## Exercise tasks
A - In the press conference remarks, what anniversary did February mark?
B - Reproduce word for word everything in the press conference remarks from "I also take" down to "another milestone achieved.".

## Given text
········
Welcome to the United Nations

Remarks of the Special Representative of the Secretary-General Nicholas Haysom at today's Press Conference [Near Verbatim]

[Near Verbatim]

Thank you very much and thank you for joining me today members of the media and welcome to all those following live on Radio Miraya.

In March, I briefed the Security Council on the work of the Mission and the situation in South Sudan. So, I want to take this opportunity to update you, people based in South Sudan and the media on what UNMISS is doing to promote peace and stability in the country.

February marked the two-year anniversary of the formation of the Revitalized Government of National Unity.

I recognize the progress made and applaud the parties for overcoming the impasse in reaching the 3 April agreement on security arrangements regarding the unified command-and-control structure.

I also take note of the presidential decree on 12 April which is a crucial and necessary step for the implementation of the Revitalized Peace Agreement. It’s important to recognize that all parties cooperated and contributed to make this possible.

The launch of the nationwide consultative process for the establishment of the Commission for Truth, Reconciliation and Healing was another milestone achieved.
········
## Given data
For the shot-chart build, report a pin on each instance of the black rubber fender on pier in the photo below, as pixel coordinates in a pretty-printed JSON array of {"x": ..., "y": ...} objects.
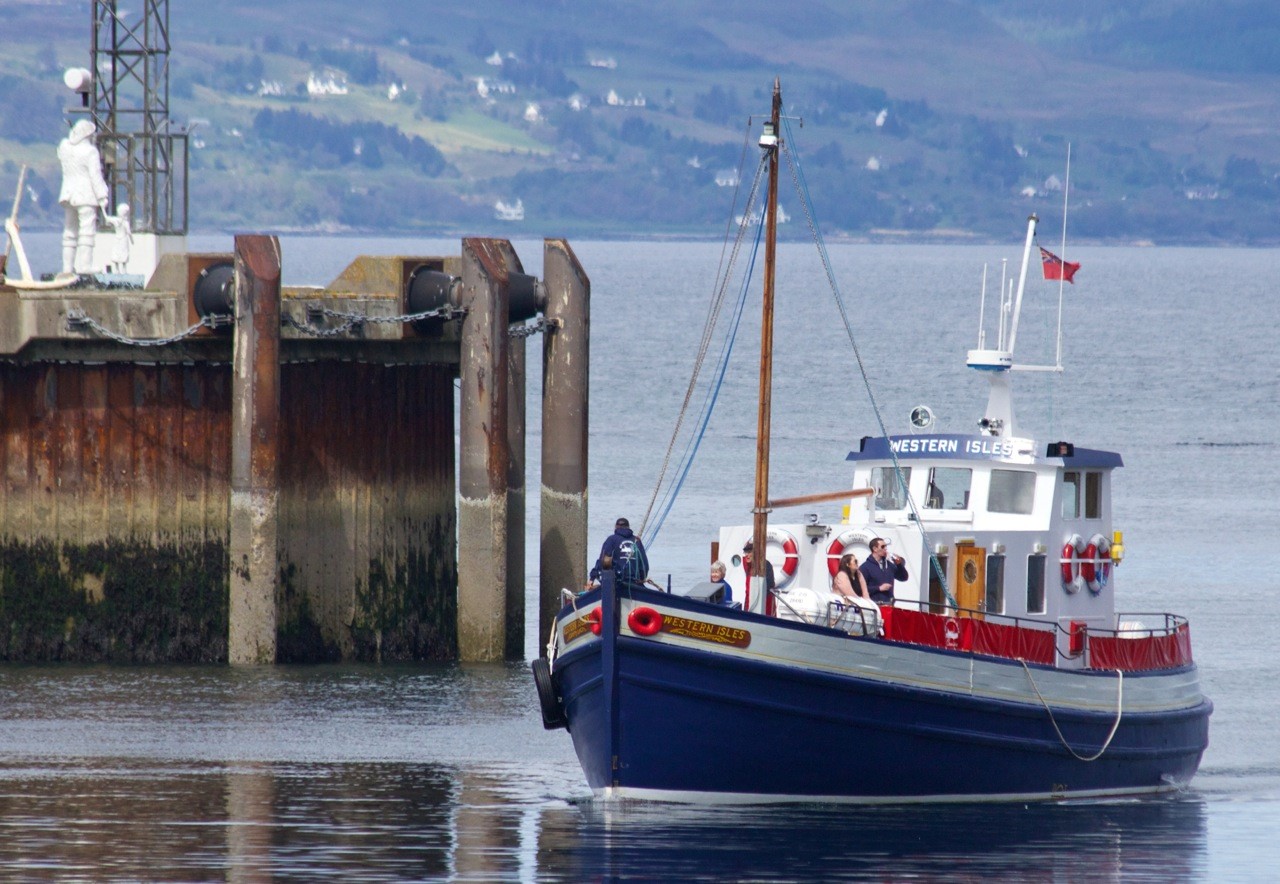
[{"x": 553, "y": 710}]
········
## Results in order
A - February marked the two-year anniversary of the formation of the Revitalized Government of National Unity.

B -
I also take note of the presidential decree on 12 April which is a crucial and necessary step for the implementation of the Revitalized Peace Agreement. It’s important to recognize that all parties cooperated and contributed to make this possible.

The launch of the nationwide consultative process for the establishment of the Commission for Truth, Reconciliation and Healing was another milestone achieved.